• Task description
Reproduce verbatim the part of the records that opens with the line containing "Locate the white cap" and closes at the end of the records, including that opening line and nothing else.

• Extracted information
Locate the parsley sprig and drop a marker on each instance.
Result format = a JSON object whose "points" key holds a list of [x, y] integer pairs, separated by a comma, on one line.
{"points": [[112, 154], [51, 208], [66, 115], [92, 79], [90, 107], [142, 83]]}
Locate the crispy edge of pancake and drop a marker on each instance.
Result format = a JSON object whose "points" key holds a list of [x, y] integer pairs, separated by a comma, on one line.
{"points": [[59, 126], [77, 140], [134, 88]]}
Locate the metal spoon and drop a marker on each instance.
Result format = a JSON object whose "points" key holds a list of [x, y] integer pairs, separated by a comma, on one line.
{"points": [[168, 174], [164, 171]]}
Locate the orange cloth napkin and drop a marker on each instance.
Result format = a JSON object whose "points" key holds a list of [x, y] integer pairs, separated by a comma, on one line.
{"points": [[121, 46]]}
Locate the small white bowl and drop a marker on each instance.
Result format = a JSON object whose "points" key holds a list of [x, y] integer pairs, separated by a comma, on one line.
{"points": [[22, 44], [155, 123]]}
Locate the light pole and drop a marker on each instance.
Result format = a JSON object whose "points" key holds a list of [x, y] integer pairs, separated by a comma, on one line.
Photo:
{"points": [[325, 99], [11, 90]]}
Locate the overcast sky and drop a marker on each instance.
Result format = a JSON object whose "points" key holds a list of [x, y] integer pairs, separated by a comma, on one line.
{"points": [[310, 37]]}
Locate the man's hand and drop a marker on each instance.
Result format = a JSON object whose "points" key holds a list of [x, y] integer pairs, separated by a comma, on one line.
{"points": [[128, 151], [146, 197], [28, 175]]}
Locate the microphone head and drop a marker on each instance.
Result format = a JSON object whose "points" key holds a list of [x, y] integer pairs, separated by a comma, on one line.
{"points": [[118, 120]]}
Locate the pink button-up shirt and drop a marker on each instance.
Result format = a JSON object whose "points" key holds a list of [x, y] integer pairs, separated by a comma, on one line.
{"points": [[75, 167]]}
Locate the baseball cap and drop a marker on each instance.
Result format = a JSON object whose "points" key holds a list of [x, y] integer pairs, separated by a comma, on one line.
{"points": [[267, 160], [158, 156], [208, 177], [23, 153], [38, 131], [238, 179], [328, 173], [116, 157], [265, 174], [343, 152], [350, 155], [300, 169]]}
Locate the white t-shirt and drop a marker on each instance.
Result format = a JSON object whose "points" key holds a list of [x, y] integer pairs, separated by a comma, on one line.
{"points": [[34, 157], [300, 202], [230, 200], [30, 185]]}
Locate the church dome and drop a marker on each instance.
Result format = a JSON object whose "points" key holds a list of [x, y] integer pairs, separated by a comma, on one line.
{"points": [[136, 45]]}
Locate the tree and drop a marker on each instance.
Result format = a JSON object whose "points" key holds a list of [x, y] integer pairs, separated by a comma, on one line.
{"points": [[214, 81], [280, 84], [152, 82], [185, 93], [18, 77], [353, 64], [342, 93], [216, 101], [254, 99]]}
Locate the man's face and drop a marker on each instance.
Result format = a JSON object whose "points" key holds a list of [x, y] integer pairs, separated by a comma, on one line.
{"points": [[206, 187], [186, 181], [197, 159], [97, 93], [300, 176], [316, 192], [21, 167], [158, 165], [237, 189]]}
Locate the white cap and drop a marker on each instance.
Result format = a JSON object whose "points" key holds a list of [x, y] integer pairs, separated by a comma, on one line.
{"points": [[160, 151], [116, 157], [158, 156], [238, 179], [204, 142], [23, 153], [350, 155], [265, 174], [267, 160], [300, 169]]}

• Task output
Locate the white cap and drop a marker on each instance.
Result format = a JSON object whose "points" key holds a list of [x, y] integer pairs, separated by a comma, on one line.
{"points": [[160, 151], [116, 157], [158, 156], [238, 179], [204, 142], [23, 153], [350, 155], [265, 174], [267, 160], [300, 169]]}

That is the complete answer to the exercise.